→ Stated goal
Extract each line of the data below that contains the string "tree", and copy every such line whole. The match is case-sensitive.

→ Data to use
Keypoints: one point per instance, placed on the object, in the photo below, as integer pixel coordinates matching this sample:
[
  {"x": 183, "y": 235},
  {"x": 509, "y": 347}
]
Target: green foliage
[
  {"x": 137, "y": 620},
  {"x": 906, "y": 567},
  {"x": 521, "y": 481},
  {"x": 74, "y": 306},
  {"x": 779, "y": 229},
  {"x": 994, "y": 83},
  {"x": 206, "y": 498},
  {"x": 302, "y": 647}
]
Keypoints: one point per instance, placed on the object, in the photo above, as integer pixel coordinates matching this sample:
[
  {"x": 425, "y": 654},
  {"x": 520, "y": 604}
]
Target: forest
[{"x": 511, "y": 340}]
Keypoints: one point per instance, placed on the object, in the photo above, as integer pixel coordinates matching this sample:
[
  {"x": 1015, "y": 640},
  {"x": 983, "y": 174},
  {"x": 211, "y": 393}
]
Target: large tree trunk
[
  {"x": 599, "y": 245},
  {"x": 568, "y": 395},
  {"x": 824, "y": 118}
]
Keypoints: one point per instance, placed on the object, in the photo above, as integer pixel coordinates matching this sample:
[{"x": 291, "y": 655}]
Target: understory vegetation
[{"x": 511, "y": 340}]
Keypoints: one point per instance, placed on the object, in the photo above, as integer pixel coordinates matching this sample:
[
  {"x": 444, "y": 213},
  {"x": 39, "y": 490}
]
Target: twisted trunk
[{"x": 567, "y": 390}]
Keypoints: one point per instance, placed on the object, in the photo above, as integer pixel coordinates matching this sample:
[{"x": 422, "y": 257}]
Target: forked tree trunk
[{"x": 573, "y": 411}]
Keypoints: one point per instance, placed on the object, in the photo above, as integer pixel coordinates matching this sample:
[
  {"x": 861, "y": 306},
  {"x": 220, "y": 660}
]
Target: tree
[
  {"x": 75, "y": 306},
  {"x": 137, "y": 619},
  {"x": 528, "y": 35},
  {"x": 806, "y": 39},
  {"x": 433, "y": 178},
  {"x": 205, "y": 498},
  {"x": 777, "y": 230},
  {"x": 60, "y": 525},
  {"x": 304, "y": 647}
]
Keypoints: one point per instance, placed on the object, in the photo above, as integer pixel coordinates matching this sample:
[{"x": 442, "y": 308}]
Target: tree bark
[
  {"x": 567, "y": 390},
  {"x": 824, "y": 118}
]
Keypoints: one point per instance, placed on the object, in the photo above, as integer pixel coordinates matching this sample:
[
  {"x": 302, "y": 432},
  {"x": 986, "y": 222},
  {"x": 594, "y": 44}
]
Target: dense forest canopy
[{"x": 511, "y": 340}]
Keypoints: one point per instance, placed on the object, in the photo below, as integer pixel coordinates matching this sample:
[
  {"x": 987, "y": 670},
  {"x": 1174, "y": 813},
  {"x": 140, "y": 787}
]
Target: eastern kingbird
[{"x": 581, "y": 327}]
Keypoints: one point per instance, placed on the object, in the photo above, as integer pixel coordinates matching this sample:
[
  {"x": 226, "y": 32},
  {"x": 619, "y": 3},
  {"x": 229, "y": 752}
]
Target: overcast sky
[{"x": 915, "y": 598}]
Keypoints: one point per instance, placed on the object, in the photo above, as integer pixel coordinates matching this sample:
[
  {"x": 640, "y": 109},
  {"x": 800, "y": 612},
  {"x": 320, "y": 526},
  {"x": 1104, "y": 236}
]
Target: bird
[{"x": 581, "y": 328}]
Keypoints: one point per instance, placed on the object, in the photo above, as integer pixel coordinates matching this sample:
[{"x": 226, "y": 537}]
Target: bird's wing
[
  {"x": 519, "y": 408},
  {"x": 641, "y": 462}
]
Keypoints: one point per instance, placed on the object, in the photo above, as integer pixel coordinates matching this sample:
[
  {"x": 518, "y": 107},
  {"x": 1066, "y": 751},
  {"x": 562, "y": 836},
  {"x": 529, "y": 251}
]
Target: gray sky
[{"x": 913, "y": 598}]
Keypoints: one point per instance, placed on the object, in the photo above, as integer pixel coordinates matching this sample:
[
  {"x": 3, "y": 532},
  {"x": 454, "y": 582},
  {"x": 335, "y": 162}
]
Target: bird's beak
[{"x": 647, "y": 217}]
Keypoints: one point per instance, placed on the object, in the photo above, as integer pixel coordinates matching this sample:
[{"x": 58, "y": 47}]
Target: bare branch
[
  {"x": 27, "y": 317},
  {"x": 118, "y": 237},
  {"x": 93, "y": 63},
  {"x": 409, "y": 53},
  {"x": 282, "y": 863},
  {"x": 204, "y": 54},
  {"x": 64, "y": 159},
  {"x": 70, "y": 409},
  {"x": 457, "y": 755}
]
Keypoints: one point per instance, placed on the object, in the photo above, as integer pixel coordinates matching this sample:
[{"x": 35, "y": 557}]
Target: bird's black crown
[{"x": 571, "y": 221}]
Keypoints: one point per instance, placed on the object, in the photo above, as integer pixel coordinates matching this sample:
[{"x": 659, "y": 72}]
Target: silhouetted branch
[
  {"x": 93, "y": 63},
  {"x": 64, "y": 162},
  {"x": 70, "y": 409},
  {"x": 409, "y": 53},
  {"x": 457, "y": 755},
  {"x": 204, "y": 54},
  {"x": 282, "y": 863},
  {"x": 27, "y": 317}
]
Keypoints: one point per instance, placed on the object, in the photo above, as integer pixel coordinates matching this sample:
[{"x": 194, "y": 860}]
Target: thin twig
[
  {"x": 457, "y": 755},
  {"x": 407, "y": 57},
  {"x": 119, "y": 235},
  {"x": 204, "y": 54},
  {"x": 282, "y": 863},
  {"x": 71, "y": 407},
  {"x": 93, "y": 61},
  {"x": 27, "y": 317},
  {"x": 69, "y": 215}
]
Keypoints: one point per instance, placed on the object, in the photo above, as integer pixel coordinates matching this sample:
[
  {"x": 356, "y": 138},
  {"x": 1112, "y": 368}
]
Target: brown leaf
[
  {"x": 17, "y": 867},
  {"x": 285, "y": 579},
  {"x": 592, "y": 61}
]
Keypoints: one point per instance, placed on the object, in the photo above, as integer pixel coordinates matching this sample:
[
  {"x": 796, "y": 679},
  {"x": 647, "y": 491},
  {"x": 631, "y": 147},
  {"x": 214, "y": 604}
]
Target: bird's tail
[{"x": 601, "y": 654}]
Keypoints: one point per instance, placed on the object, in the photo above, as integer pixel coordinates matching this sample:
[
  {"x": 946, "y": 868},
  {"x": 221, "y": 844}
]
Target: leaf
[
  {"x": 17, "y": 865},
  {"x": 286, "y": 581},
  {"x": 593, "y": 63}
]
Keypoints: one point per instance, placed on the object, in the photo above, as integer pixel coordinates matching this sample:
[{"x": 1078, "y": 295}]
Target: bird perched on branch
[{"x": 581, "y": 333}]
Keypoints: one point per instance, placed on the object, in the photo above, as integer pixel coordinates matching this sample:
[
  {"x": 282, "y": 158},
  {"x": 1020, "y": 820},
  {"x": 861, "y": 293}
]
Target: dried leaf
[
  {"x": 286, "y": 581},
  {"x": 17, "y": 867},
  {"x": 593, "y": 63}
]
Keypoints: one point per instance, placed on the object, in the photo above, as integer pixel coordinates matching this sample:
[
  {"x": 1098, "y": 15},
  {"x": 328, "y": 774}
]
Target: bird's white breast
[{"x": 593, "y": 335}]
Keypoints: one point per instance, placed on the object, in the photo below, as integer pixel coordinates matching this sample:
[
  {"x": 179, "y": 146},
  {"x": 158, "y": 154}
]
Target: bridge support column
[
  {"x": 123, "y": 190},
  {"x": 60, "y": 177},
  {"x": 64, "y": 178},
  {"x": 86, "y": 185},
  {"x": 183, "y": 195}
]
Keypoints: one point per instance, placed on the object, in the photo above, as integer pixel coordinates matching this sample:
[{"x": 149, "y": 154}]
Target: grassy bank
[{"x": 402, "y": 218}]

→ Written answer
Target: large tree trunk
Target: forked tree trunk
Target: tree
Target: tree bark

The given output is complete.